The Quebec Ministry of Natural Resources and Wildlife groups exceptional forest ecosystems into three categories: old-growth forests, refuge forests and rare forest ecosystems.
As of 2001 more than 600 EFE sites had been identified south of the 52nd parallel, covering almost 350 km2.

Old growth forests have not experienced any major anthropogenic disturbance.
The dominant trees in the canopy have reached a very advanced stage of maturity, which is unusual in southern Quebec.
The forests hold a mixture of young, mature and senescent trees, and debris on the forest floor includes the decaying remains of large trees.
These forests are examples of natural forest ecosystems, and contain exceptional and sometimes unique flora.
The study of the natural dynamics of these forests can help improve forestry practices that rely on natural development of stands of trees.

Refuge forests are home to significant numbers of plant species that are or may be designated as threatened or vulnerable, including a species of extreme rarity (e.g. known to be found in less than five places in Quebec) or a forest with a remarkable population of threatened or vulnerable species.
Candidates for refuge forest status are assessed through a detailed review of information held by the Quebec Ministry of the Environment on the location of species, importance of populations, nature of their habitats and their provincial priority rank on the ministry's official list of species.
This type of ecosystem is found mainly in southern Quebec.
Threatened or vulnerable species are mainly at risk from habitat loss.
___
TASK INSTRUCTIONS »
A) In the Quebec forest excerpt, how many exceptional forest ecosystem sites had been identified south of the 52nd parallel as of 2001?
B) Return word for word the part of the Quebec forest excerpt that opens with the words containing "As of 2001 more" and closes with "unusual in southern Quebec.".

DATASET SECTION »
___
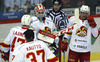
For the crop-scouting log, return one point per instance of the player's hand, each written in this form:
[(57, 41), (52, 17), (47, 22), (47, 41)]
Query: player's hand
[(5, 56), (91, 22), (53, 32), (64, 46)]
___
COMPLETED EXERCISE »
A) More than 600 sites.

B)
As of 2001 more than 600 EFE sites had been identified south of the 52nd parallel, covering almost 350 km2.

Old growth forests have not experienced any major anthropogenic disturbance.
The dominant trees in the canopy have reached a very advanced stage of maturity, which is unusual in southern Quebec.